= Exercise details =
Filter the entries for the word "logo". Copy each line that has it.

- Opening Delimiter -

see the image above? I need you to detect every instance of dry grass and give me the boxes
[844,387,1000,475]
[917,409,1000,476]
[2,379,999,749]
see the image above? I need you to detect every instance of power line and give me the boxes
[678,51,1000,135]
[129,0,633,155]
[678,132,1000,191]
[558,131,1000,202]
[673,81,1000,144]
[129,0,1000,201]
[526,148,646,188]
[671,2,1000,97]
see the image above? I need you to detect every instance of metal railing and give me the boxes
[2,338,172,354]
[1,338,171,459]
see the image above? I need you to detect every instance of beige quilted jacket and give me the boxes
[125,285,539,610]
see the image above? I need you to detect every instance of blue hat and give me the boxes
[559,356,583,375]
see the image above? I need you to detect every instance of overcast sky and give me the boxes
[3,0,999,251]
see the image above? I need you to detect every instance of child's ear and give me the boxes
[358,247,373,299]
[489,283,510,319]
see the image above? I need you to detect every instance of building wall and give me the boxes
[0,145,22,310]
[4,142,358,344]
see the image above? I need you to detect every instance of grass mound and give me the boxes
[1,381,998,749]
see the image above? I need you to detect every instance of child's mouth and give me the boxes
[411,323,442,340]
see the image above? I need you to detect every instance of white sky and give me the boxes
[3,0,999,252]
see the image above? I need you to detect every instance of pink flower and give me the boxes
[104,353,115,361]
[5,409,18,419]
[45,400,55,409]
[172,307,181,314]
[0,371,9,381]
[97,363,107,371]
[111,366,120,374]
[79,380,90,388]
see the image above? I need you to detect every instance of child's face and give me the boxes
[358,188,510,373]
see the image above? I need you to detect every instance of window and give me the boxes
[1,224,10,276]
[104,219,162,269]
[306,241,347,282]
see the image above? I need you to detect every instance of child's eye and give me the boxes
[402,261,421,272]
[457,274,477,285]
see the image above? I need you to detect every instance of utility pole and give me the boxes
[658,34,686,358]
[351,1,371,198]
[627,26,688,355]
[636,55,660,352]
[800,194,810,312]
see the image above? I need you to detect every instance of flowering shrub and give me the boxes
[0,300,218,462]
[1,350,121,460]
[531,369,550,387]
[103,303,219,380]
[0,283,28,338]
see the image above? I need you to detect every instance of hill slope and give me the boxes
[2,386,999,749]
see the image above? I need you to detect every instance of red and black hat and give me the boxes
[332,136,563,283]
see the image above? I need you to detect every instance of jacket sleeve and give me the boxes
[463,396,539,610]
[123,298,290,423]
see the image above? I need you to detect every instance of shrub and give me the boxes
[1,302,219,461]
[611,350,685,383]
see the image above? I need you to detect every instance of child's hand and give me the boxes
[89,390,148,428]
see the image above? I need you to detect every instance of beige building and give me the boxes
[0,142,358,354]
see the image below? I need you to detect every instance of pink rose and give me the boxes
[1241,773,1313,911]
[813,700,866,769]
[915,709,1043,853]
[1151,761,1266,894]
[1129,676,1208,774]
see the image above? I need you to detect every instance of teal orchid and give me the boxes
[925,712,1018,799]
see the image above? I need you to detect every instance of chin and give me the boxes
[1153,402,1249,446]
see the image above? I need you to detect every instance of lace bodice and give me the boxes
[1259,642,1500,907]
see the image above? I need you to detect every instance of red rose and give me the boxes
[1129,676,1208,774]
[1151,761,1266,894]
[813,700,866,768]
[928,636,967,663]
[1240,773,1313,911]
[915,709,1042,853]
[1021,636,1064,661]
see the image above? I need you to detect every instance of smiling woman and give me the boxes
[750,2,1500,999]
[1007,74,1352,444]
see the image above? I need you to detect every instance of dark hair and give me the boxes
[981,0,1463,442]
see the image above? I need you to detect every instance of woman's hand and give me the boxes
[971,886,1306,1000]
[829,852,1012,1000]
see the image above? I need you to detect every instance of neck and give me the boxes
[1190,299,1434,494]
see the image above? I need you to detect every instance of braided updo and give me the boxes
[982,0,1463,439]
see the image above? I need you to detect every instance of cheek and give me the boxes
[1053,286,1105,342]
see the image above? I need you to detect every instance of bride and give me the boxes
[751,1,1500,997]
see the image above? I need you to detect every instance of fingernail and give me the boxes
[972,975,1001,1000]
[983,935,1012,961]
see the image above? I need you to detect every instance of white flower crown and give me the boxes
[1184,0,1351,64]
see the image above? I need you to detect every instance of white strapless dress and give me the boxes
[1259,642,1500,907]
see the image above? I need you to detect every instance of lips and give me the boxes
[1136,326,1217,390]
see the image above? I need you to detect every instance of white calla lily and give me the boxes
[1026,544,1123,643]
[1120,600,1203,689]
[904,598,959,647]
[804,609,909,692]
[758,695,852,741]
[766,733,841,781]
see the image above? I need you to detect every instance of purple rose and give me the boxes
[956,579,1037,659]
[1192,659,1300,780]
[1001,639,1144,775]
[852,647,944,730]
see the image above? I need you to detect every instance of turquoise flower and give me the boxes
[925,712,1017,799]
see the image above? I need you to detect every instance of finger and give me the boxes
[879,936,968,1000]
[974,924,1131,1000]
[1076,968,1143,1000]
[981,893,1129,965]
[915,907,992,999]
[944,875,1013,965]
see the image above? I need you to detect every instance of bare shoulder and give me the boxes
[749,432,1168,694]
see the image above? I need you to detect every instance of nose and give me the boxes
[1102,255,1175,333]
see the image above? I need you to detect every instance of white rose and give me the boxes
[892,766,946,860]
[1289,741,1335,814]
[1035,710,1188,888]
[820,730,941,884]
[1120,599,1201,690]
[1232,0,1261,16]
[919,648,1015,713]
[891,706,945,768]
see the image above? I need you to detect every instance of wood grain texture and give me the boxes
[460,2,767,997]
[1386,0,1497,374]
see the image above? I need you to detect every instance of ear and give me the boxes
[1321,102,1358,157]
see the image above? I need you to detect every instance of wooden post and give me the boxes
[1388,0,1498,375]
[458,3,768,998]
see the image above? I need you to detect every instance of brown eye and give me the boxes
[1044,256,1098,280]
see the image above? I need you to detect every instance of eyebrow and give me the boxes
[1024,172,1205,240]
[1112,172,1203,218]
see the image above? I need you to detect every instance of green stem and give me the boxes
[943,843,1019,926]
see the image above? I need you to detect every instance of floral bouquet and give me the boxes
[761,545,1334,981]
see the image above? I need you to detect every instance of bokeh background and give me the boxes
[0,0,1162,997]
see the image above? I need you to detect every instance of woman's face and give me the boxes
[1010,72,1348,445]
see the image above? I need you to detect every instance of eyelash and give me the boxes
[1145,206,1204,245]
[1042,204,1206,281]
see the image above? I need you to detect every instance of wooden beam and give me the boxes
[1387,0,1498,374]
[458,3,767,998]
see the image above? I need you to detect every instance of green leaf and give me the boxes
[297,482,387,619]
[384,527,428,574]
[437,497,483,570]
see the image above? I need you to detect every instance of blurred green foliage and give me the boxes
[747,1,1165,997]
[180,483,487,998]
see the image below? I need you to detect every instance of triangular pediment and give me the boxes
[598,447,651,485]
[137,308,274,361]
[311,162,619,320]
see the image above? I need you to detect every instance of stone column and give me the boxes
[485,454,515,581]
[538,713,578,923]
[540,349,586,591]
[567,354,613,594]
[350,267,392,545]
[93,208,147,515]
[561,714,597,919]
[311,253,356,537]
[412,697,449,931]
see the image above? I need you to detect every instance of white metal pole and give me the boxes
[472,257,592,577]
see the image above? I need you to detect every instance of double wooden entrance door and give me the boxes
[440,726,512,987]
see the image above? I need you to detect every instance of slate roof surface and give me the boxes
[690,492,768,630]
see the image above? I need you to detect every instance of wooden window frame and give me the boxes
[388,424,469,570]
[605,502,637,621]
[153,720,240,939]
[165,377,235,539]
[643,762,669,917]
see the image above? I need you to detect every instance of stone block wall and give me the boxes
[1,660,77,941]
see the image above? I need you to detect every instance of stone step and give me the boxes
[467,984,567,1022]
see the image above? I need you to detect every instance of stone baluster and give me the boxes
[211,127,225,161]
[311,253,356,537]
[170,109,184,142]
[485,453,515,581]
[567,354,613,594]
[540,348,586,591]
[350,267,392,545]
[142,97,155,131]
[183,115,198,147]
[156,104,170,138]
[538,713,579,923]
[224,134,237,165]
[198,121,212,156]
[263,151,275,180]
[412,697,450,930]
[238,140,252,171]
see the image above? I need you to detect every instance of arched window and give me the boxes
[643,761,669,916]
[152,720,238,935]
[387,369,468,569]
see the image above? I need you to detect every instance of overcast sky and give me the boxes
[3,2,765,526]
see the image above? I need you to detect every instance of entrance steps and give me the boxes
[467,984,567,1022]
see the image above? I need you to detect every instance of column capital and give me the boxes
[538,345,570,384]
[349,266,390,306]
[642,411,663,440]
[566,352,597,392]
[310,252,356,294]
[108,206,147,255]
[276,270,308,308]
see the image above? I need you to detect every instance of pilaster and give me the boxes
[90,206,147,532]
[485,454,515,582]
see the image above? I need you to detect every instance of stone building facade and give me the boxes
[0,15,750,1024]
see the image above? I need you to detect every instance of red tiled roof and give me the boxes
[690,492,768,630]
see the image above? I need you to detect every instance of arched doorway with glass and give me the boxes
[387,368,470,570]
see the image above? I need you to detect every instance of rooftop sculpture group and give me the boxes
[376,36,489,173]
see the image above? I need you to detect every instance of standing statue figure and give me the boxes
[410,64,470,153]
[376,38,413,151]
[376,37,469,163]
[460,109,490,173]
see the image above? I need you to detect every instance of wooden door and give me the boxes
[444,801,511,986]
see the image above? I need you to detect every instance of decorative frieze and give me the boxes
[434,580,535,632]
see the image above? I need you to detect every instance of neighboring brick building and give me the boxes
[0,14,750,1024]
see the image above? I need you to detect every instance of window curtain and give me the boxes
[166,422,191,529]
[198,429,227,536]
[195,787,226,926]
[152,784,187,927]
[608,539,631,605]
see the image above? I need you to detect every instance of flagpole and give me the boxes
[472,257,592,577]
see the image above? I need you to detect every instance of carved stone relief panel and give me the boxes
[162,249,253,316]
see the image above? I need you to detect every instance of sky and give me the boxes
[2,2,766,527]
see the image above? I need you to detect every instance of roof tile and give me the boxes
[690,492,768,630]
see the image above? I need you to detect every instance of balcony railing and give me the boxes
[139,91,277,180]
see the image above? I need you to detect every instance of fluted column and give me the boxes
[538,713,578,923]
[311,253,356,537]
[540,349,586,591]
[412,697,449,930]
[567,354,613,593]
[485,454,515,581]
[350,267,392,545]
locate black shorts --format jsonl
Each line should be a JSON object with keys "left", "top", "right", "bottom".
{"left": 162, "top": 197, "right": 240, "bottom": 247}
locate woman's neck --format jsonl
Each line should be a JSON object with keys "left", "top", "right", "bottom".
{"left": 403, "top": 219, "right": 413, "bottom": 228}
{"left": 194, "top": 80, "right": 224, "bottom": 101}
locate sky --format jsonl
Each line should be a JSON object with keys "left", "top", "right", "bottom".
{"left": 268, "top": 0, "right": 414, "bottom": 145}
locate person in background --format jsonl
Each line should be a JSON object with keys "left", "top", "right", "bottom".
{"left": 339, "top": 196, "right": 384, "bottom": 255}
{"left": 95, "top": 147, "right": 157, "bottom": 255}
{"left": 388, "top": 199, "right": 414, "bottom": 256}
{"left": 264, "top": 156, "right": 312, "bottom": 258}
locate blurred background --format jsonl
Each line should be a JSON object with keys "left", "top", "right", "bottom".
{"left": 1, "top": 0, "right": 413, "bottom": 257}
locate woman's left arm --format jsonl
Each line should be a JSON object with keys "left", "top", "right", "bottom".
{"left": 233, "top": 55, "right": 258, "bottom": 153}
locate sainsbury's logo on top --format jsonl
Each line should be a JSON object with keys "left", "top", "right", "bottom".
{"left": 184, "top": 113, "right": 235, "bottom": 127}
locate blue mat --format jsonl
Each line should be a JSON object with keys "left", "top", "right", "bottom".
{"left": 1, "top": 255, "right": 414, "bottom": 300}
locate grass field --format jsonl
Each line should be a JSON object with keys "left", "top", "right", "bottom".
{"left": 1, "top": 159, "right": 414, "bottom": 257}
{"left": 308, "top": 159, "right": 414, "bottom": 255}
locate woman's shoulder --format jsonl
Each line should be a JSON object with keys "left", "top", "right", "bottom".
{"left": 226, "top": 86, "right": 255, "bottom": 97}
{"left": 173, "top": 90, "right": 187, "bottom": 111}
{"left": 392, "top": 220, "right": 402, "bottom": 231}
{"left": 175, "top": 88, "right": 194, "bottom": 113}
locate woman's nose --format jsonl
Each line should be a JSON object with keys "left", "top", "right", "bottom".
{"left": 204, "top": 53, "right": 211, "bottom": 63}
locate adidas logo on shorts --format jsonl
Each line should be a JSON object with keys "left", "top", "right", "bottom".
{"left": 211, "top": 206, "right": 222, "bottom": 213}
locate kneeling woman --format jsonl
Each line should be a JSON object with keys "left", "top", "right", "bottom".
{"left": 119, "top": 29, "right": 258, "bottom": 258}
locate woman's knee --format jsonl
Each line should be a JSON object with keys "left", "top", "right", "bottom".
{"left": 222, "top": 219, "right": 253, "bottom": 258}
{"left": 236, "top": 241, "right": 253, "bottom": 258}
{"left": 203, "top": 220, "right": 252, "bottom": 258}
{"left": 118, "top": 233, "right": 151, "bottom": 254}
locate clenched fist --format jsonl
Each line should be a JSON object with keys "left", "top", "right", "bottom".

- Closing Delimiter -

= Output for this exercise =
locate sainsbury's logo on top --format jsonl
locate adidas logo on shorts --format jsonl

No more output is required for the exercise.